# Having Betta Fish in my Pet Turtle Tank.. Get Eaten or Safe?



## KathyR (Sep 14, 2013)

I have a 4 inch red eared slider turtle and he never eats live fish but instead pellets. Do you think I could safely keep betta fish in the tank with him and have it so they don't become food for the turtle? 

He has literally never tasted "live feeder fish"


----------



## JDragon (Jan 28, 2014)

I would not suggest it. The turtle could easily do a lot of damage with one bite or nibble. I wouldn't do it personally. Seems too risky. Plus every turtle tank i've seen is rather dirty from their feces... maybe a case to case thing, but may increase the amount of water changes needed. Other than that, you would have to make sure the tank was suitable for both..


----------



## Kali (Jan 4, 2014)

Yeah I'd be worried, even if he didn't want to eat your betta he still might nip, and one nip could do quite a bit of damage.


----------



## KathyR (Sep 14, 2013)

Even if the turtle has NEVER even tasted live feeders??


----------



## 16kehresmann (Feb 5, 2014)

@Kathy
My friend tried keeping her turtle in with her betta (her turtle had also never tasted live fish, only veggies and pellets. It resulted in her betta being eaten, and he just looked stressed and unhappy during his short lived life., plus I'm not sure what degree you heat your turtles water to but my friends water temp was WAAY too cold for a betta..I wouldn't suggest doing it.


----------



## sbinf (Dec 28, 2013)

The betta would definitely become turtle food. No matter what you choose to feed your turtle now, it has millions of years of evolution which tell it that a fish is food. There is nothing that will change that.


----------



## BlueLacee (Dec 8, 2013)

DO NOT DO!!!! I had a turtle, red eared slider, when I was younger and I also had a fish tank, with this one fish that looked like a quarter sized Gil from Finding Nemo. There was lots of hiding spots, including this large square rock that the fish could hide behind. My turtle was scared to death of the fish (well this fish had killed the rest of its tank mates but still). The fish got used to owning the tank and then one day the turtle just snapped him up with no warning. My turtle had never had anything but pellets.

--------------------------------------------------

ACTIONS TO TAKE:
A. Answer these about the turtle tank thread:
(i) How big does KathyR say her red eared slider is?
(ii) According to 16kehresmann, what had the friend's turtle eaten besides pellets?
(iii) What does BlueLacee say the fish looked like?
B. Extract the passage of the turtle tank thread from "The betta would" to "will change that.".

GIVEN ENTRIES:
--------------------------------------------------

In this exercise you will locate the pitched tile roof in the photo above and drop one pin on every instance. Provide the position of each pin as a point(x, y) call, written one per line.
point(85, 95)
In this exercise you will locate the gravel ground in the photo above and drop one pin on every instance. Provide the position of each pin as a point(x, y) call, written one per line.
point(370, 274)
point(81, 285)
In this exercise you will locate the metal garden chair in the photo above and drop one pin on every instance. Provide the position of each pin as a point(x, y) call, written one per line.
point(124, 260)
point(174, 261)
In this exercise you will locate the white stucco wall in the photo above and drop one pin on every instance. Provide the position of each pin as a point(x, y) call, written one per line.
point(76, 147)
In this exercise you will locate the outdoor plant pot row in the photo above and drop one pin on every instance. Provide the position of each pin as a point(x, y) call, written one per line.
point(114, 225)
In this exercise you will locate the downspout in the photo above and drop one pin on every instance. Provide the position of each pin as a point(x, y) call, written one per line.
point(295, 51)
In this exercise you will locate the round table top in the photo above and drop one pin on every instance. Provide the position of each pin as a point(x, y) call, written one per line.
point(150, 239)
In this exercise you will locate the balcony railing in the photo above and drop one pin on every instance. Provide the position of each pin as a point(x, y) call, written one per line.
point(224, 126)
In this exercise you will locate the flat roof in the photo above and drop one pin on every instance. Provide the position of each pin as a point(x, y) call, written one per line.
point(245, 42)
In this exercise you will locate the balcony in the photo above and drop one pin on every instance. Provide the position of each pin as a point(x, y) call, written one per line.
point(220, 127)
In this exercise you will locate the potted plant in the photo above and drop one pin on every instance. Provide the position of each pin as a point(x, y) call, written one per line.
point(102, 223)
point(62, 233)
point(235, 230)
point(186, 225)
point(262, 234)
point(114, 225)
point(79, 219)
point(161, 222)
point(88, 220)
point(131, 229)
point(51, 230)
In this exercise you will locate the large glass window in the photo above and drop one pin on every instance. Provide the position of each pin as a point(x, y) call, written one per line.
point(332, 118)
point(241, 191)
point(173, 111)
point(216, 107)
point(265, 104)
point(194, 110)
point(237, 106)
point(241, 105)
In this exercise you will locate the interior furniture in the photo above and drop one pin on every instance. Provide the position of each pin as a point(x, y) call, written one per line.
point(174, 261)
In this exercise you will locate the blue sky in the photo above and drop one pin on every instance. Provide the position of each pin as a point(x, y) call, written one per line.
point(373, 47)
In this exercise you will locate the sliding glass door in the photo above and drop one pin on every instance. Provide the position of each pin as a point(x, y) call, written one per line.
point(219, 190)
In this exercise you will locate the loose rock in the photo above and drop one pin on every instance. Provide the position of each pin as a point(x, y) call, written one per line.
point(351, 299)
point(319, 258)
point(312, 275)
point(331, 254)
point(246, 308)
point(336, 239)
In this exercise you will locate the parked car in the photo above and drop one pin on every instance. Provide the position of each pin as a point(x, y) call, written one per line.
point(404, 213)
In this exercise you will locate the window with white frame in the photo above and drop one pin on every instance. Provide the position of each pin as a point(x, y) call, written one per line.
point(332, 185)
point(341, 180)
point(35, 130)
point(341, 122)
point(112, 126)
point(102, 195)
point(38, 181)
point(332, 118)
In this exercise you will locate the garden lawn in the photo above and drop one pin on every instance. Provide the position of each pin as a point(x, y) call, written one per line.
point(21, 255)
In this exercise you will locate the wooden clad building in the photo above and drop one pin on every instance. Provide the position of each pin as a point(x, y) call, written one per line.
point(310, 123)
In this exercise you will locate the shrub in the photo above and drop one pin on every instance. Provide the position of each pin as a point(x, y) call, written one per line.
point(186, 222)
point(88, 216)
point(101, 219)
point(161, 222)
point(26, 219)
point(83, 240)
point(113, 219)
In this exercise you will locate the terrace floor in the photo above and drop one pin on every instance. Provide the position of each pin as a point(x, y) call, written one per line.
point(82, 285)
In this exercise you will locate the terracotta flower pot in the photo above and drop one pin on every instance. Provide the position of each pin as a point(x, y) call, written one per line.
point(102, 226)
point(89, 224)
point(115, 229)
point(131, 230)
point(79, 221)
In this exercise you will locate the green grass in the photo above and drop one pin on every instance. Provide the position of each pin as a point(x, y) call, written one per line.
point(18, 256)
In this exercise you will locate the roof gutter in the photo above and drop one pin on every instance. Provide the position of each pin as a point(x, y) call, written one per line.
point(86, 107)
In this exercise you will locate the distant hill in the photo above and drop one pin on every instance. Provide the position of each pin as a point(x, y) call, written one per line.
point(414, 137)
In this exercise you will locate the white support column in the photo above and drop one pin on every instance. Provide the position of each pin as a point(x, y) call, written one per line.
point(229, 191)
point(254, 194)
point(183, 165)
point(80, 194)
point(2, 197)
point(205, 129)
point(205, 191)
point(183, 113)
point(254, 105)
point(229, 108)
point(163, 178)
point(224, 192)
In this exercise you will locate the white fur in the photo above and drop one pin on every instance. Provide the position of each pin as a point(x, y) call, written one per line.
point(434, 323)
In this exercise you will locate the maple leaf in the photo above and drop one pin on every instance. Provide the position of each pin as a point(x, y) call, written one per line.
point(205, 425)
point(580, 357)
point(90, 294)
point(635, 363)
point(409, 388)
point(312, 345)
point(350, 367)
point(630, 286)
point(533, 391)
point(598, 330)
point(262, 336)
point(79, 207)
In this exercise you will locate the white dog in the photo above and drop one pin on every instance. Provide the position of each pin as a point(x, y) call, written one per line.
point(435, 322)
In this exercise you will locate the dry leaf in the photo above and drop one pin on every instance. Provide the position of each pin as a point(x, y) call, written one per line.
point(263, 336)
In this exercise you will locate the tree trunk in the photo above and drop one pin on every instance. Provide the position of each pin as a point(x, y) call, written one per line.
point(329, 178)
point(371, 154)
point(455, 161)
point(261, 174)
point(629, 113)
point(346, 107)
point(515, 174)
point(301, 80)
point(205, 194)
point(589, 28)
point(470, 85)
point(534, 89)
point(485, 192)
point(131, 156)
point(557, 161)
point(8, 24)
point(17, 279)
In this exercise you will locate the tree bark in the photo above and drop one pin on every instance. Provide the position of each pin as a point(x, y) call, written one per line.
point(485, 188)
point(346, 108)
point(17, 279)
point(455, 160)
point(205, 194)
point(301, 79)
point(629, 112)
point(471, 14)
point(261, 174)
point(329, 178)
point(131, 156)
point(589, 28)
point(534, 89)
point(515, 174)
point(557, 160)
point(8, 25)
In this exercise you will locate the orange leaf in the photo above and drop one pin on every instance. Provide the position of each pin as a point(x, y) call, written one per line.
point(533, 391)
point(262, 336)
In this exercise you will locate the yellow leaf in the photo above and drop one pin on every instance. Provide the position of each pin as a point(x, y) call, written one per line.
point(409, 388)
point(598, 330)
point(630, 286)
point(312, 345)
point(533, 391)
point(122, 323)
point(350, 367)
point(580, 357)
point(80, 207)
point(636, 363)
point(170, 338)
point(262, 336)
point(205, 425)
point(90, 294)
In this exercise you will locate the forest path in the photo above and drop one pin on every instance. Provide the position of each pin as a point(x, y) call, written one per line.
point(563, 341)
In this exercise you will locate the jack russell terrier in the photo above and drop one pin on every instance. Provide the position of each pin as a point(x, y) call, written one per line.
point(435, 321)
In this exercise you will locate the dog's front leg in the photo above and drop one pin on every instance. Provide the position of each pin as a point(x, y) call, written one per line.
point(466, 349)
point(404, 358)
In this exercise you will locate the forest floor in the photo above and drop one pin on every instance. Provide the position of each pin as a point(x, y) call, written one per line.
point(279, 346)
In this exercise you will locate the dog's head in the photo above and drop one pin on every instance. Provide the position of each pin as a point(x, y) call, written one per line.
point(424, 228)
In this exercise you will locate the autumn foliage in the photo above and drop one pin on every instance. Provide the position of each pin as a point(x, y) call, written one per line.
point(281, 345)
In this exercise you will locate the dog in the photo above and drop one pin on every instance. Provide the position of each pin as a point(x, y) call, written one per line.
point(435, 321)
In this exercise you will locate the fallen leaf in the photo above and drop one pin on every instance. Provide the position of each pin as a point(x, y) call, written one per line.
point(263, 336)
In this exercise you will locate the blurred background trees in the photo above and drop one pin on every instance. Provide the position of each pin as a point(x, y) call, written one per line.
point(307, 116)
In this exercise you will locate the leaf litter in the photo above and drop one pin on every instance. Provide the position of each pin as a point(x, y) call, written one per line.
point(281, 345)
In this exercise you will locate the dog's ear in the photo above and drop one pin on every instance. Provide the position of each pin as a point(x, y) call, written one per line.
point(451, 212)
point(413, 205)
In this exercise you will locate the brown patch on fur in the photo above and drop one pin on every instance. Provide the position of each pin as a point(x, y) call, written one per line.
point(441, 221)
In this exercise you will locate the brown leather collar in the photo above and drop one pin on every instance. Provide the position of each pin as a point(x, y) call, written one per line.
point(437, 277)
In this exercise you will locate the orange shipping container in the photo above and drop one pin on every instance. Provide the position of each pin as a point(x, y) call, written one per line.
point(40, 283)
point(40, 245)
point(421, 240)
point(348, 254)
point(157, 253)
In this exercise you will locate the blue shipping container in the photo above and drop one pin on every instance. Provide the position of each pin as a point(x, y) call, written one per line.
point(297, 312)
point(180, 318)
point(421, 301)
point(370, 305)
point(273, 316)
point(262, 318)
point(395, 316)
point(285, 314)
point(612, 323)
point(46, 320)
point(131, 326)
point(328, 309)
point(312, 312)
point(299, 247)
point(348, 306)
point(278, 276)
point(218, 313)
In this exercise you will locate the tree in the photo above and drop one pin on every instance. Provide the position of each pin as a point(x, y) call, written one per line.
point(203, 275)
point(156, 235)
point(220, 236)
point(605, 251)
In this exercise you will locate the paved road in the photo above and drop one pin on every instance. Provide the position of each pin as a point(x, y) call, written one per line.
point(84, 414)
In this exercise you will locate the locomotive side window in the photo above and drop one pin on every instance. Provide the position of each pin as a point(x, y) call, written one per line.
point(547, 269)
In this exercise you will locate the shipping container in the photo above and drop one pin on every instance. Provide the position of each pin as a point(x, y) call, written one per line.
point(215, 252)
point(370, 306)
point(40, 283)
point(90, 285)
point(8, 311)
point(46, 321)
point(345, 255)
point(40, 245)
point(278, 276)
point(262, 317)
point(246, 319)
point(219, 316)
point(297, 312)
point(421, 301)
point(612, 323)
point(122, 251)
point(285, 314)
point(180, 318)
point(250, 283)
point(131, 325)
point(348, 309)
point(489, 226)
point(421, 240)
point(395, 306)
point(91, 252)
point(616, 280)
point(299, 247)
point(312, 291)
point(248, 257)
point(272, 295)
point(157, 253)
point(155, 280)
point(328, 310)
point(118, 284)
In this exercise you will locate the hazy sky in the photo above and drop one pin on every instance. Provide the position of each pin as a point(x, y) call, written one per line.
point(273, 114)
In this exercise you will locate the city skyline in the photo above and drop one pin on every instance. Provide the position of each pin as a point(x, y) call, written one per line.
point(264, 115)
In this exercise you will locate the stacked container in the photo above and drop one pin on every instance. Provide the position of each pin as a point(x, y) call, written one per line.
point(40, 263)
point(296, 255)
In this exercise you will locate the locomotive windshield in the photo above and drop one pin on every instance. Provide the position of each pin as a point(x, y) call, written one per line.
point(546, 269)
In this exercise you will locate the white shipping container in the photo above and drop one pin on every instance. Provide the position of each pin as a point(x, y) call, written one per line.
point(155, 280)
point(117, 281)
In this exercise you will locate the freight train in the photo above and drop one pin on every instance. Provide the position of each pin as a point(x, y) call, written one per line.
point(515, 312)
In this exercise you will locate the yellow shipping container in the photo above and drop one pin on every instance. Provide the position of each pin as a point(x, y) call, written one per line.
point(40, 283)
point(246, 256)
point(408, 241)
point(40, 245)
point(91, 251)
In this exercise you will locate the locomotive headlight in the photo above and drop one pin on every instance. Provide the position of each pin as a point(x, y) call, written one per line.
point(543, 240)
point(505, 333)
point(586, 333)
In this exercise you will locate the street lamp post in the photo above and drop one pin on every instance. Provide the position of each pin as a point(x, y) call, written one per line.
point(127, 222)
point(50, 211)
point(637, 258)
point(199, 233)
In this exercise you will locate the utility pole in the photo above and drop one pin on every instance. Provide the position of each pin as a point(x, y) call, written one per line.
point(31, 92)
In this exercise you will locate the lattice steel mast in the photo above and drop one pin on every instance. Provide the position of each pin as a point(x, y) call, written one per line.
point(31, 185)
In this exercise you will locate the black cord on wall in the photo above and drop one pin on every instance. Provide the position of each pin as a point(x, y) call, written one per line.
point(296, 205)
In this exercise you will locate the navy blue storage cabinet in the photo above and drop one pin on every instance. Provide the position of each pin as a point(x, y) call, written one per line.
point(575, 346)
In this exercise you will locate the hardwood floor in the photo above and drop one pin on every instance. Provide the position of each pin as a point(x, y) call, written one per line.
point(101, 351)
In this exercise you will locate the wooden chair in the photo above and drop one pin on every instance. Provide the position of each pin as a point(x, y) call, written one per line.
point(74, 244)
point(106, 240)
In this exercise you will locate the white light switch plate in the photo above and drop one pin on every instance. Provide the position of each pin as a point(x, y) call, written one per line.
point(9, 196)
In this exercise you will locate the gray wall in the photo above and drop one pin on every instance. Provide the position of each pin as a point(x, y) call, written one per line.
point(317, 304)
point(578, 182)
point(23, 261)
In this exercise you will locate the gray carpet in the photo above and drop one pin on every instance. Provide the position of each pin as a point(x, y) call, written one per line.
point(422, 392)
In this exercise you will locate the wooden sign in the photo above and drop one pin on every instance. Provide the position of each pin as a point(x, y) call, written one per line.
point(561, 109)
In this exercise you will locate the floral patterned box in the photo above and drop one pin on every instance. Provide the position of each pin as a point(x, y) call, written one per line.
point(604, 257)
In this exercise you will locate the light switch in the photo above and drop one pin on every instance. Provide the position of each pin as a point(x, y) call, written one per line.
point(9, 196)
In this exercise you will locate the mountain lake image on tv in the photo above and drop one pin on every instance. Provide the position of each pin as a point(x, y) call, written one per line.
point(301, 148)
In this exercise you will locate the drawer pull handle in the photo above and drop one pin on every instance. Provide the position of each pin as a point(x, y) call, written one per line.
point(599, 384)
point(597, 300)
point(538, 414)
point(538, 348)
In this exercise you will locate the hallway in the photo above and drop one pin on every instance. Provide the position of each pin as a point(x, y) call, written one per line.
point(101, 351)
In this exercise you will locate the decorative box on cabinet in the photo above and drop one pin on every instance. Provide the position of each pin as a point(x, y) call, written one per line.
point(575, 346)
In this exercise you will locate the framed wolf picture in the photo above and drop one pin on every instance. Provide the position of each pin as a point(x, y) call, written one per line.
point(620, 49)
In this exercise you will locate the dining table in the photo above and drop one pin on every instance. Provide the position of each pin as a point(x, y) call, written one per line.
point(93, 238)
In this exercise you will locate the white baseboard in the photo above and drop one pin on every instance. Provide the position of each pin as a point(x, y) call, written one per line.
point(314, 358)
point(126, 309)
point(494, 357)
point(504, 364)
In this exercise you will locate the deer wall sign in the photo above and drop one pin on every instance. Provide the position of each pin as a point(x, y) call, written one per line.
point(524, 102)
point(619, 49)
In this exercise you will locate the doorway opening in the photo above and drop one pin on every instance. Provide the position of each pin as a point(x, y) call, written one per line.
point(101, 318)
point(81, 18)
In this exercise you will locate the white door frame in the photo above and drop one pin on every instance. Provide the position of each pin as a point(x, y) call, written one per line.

--------------------------------------------------

ANSWERS FOR THIS EXERCISE:
A.
(i) 4 inches
(ii) Veggies
(iii) A quarter-sized Gil from Finding Nemo

B.
The betta would definitely become turtle food. No matter what you choose to feed your turtle now, it has millions of years of evolution which tell it that a fish is food. There is nothing that will change that.